CMU researchers sought to better understand conspiracy theories and disinformation surrounding climate change by studying Twitter.
CMU researchers sought to better understand conspiracy theories and disinformation surrounding climate change by studying Twitter.

In 2017, about the time the United States signaled its withdrawal from the Paris Agreement on climate change mitigation, chatter on social media platforms began heating up.

From chemtrails to flat-earth hypotheses to melting glaciers, climate-change deniers volleyed conspiracy theories back and forth across cyberspace, mounting an increasingly polarized discussion about a topic that has long generated debate among the general public, if not among scientists. 

School of Computer Science researchers believe by better understanding the mindset of climate-change deniers, scientists and others who recognize climate change as real could potentially design better strategies for communicating with doubters and possibly change their minds.

Kathleen M. Carley, a professor in the Institute for Software Research and director of the Center for Computational Analysis of Social and Organization Systems, and Aman Tyagi, who earned his Ph.D. in engineering and public policy in 2021, tackled conspiracy theories in a 100-week sojourn through Twitter. They collected 38 million unique tweets for analysis from more than 7 million unique users by searching for “climate change,” “#ActOnClimate” and “#ClimateChange.”

The idea is to root out disinformation and trace its journey as it connects different, yet related ideologies, Carley said. By understanding how and where these individual threads join together, researchers gain a fuller perspective on how they compose a wider tapestry of belief systems.

“When you’re doing disinformation work, it’s helpful to look at conspiracy theories,” Carley said. “They’re at the extreme end of disinformation, so if you find those, you often find other forms of disinformation.”

######

Please print the climate-change article word for word, everything from "The idea is" down to "of belief systems.". The rows have nothing to do with this.

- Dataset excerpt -
######

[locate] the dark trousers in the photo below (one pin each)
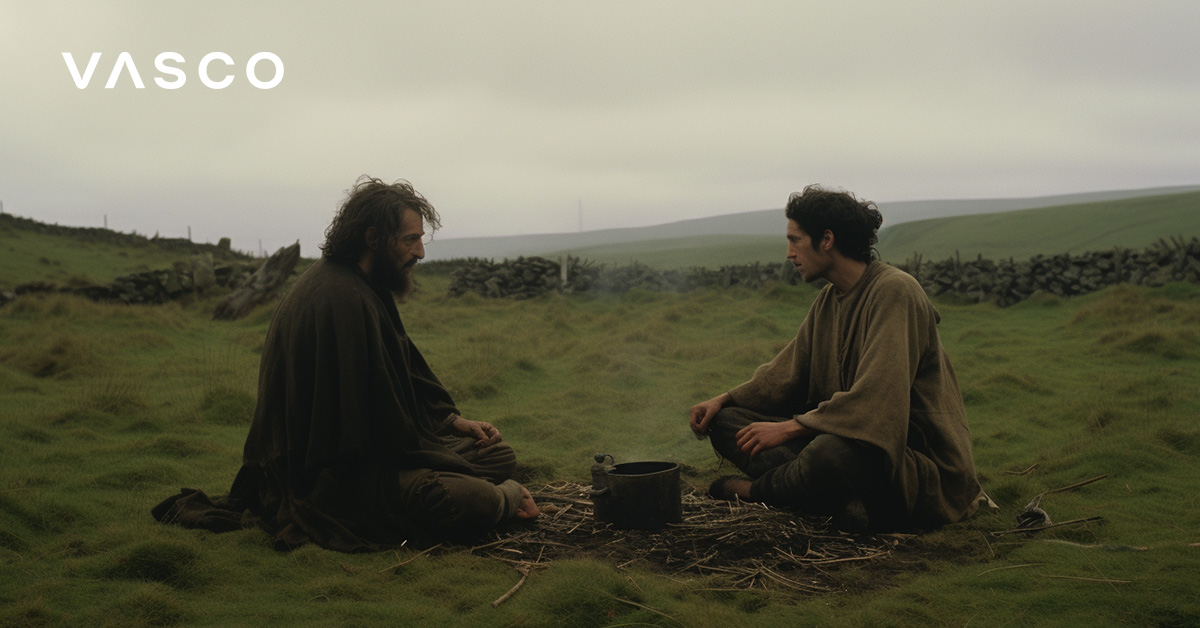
(445, 504)
(817, 473)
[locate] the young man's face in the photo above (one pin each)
(810, 263)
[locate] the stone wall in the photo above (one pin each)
(157, 286)
(95, 234)
(1005, 282)
(529, 276)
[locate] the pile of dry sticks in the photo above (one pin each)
(754, 545)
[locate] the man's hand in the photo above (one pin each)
(702, 413)
(765, 435)
(485, 432)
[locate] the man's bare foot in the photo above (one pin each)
(527, 508)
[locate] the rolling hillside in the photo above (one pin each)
(739, 238)
(1133, 223)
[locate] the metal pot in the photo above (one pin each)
(636, 495)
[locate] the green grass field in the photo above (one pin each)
(106, 410)
(1128, 223)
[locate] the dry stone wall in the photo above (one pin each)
(1005, 282)
(154, 287)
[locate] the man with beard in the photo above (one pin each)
(861, 414)
(355, 443)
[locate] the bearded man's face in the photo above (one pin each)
(394, 263)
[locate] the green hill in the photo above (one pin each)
(709, 251)
(78, 256)
(1132, 223)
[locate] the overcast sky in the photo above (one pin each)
(511, 117)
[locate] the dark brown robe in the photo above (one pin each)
(873, 364)
(345, 401)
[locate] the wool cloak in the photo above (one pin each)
(873, 364)
(345, 401)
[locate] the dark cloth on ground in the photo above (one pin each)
(869, 366)
(352, 440)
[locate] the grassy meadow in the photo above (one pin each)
(1126, 223)
(106, 410)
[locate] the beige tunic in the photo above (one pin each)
(874, 365)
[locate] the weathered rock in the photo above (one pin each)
(261, 285)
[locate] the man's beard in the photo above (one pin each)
(385, 274)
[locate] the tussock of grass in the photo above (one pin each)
(147, 605)
(53, 354)
(226, 406)
(138, 476)
(156, 561)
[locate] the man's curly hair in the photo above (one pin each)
(373, 203)
(853, 222)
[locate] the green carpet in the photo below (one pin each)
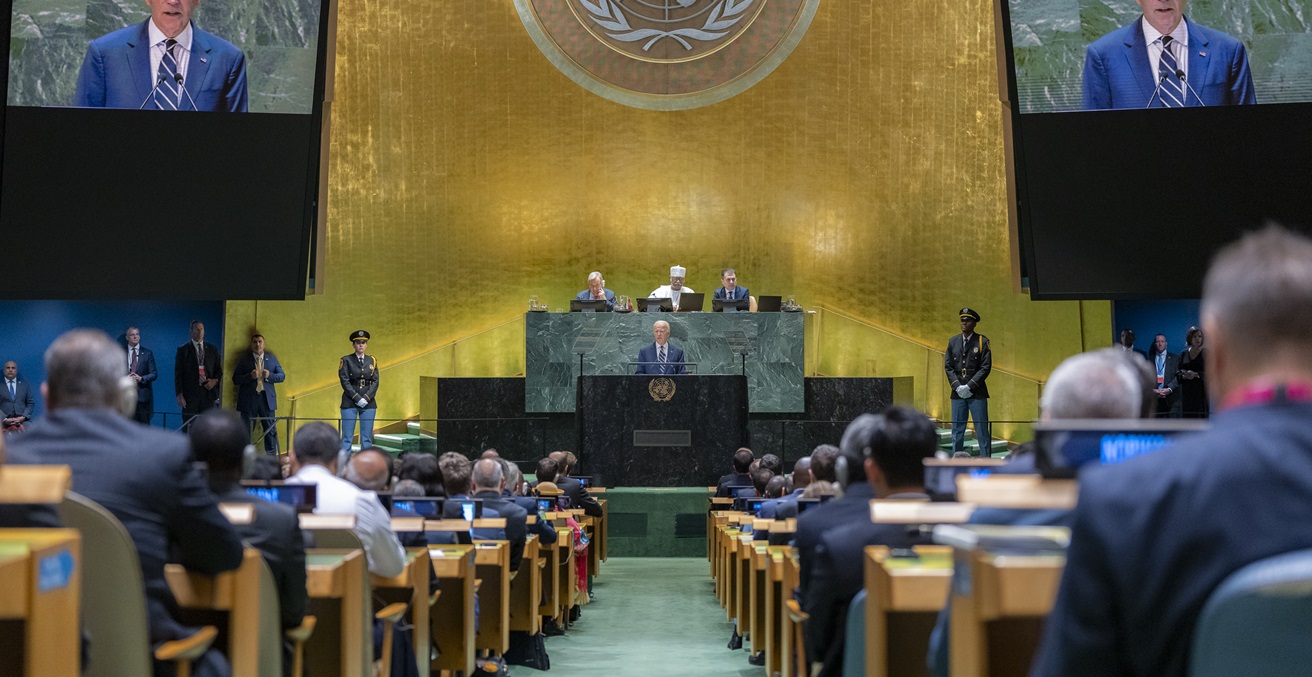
(652, 615)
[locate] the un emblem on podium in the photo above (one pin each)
(667, 54)
(661, 389)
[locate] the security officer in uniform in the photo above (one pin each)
(358, 375)
(967, 362)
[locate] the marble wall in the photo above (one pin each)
(1050, 38)
(280, 37)
(774, 364)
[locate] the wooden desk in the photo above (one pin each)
(903, 598)
(337, 583)
(1010, 589)
(411, 585)
(41, 600)
(453, 614)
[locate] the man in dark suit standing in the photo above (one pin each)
(163, 63)
(661, 357)
(16, 399)
(197, 369)
(221, 441)
(141, 368)
(1167, 366)
(257, 398)
(1153, 537)
(143, 475)
(728, 289)
(968, 361)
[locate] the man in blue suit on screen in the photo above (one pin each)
(163, 63)
(660, 357)
(1165, 61)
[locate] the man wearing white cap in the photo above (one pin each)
(675, 287)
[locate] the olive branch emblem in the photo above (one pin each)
(610, 16)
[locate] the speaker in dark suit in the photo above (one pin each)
(257, 398)
(197, 371)
(141, 366)
(16, 399)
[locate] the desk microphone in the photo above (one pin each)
(1157, 89)
(156, 88)
(1182, 79)
(177, 78)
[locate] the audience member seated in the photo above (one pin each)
(894, 446)
(143, 475)
(1109, 383)
(314, 461)
(222, 441)
(487, 483)
(424, 470)
(574, 488)
(743, 459)
(1153, 537)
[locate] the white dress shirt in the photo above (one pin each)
(373, 525)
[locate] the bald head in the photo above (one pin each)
(369, 470)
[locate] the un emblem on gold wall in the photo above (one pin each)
(661, 389)
(667, 54)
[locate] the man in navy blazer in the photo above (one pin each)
(728, 289)
(651, 356)
(1153, 537)
(123, 68)
(1121, 68)
(257, 396)
(16, 399)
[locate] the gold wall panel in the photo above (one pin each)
(467, 173)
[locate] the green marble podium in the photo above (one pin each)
(612, 340)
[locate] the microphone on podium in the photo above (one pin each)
(1182, 79)
(156, 88)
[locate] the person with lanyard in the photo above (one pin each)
(358, 375)
(968, 361)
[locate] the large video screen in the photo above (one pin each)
(1146, 134)
(164, 148)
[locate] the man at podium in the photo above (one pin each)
(660, 357)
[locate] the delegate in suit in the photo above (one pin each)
(1139, 66)
(197, 369)
(660, 357)
(141, 368)
(257, 398)
(16, 399)
(163, 63)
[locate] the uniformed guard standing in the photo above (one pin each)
(967, 362)
(358, 375)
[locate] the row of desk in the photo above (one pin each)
(997, 600)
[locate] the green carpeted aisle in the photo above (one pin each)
(652, 615)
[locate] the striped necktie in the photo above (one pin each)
(1172, 89)
(168, 95)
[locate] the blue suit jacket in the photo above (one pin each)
(247, 395)
(117, 72)
(1153, 537)
(739, 294)
(1117, 72)
(673, 361)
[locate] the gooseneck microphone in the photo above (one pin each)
(150, 96)
(1156, 92)
(1182, 79)
(177, 78)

######

- REPLY TO THE TASK -
The idea is to root out disinformation and trace its journey as it connects different, yet related ideologies, Carley said. By understanding how and where these individual threads join together, researchers gain a fuller perspective on how they compose a wider tapestry of belief systems.